Faz uns tempos lembro-me de ter lido uma lenda dos Cherokee chamada “O conto dos dois lobos”. Não há dia em que eu não descubra lendas dentro do mesmo género e confesso ser uma fã das histórias dos nativo-americanos. A mestria com que nos arrebatam é proporcional á simplicidade das palavras utilizadas para nos dizer algo geralmente bastante profundo. Aquele género de profundo para que nós, pessoas do mundo novo (novo, não melhor), deixámos de ter tempo.- Eu faço questão de fazer esse tempo. Perceba, caro leitor, eu continuo ainda uma dessas sonhadoras que vive com os pés no chão mas com a cabeça nas nuvens. Espero avidamente pelo dia em que me vou arrepender pelos escassos minutos que passo a sonhar, a beber o sonho das palavras dos outros sonhadores, mas até agora tenho tido sempre a sensação de que ganho mais tempo. Vou acumulando tempo nas palavras e nas histórias onde vivo e quando chego á vida a vida parece sempre diferente.

Com esta lenda não foi diferente a não ser pela intensidade que tomou em mim – é curioso pensar no poder das palavras. A forma como vivem em nós e em como as vivemos, e de toda essa vivência o desespero de nunca as poder viver tanto quanto elas vivem. -,a forma como cresceu em mim, o efeito que teve nos meus olhos. Porque as palavras transparecem nos nossos olhos. É o primeiro lugar onde elas transparecem porque de resto a metamorfose é interior. A metamorfose das palavras é sempre, num primeiro momento, interior. Depois nota-se nas pupilas dilatadas, no clarear da sua cor, no redondo do seu espanto. É a expressão do soco no estômago, do baque no peito, da compreensão crua. O despir de todas as camadas de identificação humana e ser apenas o humano, ainda sem as identificações, ainda sem a carga social, ainda sem o mundo ao seu redor. As palavras embatem-nos ferozmente e nós somos humanos desnudos e acarinhados pela tragédia de sermos humanos desnudos. 

Fui pequena, caro leitor, fui muito pequena ao ler aquela lenda que me falava de dois lobos que se debatem continuamente numa luta fervorosa. Dois lobos que lutam sofregamente dentro de nós: um negro, cheio de raiva, de ressentimento, de tristeza, de ego; o outro, alvo, vivendo de alegria, de paz, de tranquilidade e humildade. Fui pequena quando na lenda dizia que o lobo que ganha é aquele que nós deixamos ganhar e fui ainda mais pequena ao compreender que a palavra “ganhar” me deixou a pensar no quanto eu não quero ganhar. No quanto eu quero ter apenas um minuto de descanso, de paz, de clemência deste mundo de demência. No quanto eu definho por mais tempo para sonhar nas palavras e com as palavras.

Sei que hoje não sou a escritora (ou talvez a pseudoescritora, a que tenta crescer) a que está habituado. Sei que o acostumei a uma voz gritada, á imagem do punho sempre no ar, da revolta a sair esbaforida da garganta como tiro certeiro. E, não se engane, ainda o sou. Mas não o sou apenas – hoje deixo-lhe palavras brandas porque gritar muito deixa-nos roucos, por vezes. Gritar em demasia retira-nos a voz. Hoje estou a domar os meus lobos e deixo-o espreitar porque, cá para nós, consegue ver quanta beleza existe nesse momento?
# # # # #
◆ Tarefas
1/ Segundo o excerto, qual é o nome da lenda dos Cherokee que foi lida?
2/ Copie do excerto, sem alterações, o trecho que começa em "Sei que hoje" e segue até "existe nesse momento?".
3/ Reescreva em forma de lista breve o parágrafo do excerto que começa por "Fui pequena, caro leitor", mantendo os factos principais.
# # # # #
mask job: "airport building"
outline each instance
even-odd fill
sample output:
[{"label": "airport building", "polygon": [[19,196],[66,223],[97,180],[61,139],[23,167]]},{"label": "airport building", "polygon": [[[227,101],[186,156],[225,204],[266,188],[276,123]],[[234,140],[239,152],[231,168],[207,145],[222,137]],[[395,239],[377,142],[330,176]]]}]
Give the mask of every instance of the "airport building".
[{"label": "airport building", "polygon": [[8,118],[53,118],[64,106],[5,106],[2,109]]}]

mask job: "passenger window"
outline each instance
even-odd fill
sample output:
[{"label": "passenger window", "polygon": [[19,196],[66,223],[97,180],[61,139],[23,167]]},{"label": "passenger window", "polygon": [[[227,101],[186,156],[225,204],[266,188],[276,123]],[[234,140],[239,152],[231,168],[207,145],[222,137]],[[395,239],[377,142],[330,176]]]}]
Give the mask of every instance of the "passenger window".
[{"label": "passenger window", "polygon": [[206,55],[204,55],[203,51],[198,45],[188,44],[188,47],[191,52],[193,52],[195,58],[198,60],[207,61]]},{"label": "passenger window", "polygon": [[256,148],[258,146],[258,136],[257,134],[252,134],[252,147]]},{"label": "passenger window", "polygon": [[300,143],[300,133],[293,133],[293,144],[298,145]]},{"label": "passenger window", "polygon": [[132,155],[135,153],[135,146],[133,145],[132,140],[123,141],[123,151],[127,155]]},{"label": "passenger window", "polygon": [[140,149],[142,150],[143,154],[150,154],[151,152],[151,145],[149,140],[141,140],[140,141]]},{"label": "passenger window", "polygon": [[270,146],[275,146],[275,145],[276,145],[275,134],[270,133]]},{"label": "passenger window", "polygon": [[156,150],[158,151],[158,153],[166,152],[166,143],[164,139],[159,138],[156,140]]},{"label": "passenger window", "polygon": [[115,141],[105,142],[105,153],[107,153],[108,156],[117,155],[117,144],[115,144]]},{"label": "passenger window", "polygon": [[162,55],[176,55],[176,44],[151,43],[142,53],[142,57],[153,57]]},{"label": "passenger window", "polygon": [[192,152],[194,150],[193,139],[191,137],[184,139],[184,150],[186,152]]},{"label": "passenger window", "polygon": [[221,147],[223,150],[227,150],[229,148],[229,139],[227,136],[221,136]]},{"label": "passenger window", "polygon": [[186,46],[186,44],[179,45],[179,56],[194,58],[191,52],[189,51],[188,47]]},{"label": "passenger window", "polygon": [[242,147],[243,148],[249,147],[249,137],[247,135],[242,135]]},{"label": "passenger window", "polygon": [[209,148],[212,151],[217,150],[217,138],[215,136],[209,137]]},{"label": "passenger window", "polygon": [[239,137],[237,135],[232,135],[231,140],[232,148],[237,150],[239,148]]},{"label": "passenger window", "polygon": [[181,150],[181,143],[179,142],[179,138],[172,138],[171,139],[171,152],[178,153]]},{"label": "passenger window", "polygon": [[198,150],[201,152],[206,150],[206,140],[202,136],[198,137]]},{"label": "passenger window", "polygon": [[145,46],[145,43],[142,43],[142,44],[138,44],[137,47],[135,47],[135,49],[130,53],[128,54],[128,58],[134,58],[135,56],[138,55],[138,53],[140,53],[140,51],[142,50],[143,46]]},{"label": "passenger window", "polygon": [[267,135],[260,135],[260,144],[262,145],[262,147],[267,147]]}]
# # # # #
◆ Respostas
1/ “O conto dos dois lobos”.

2/
Sei que hoje não sou a escritora (ou talvez a pseudoescritora, a que tenta crescer) a que está habituado. Sei que o acostumei a uma voz gritada, á imagem do punho sempre no ar, da revolta a sair esbaforida da garganta como tiro certeiro. E, não se engane, ainda o sou. Mas não o sou apenas – hoje deixo-lhe palavras brandas porque gritar muito deixa-nos roucos, por vezes. Gritar em demasia retira-nos a voz. Hoje estou a domar os meus lobos e deixo-o espreitar porque, cá para nós, consegue ver quanta beleza existe nesse momento?

3/
- A lenda fala de dois lobos que lutam continuamente dentro de nós.
- Um é negro, cheio de raiva, ressentimento, tristeza e ego. O outro é alvo e vive de alegria, paz, tranquilidade e humildade.
- Segundo a lenda, ganha o lobo que nós deixamos ganhar.
- A palavra “ganhar” fez-me pensar no quanto não quero ganhar. Quero apenas um minuto de descanso, de paz e de clemência deste mundo de demência, e mais tempo para sonhar nas palavras e com as palavras.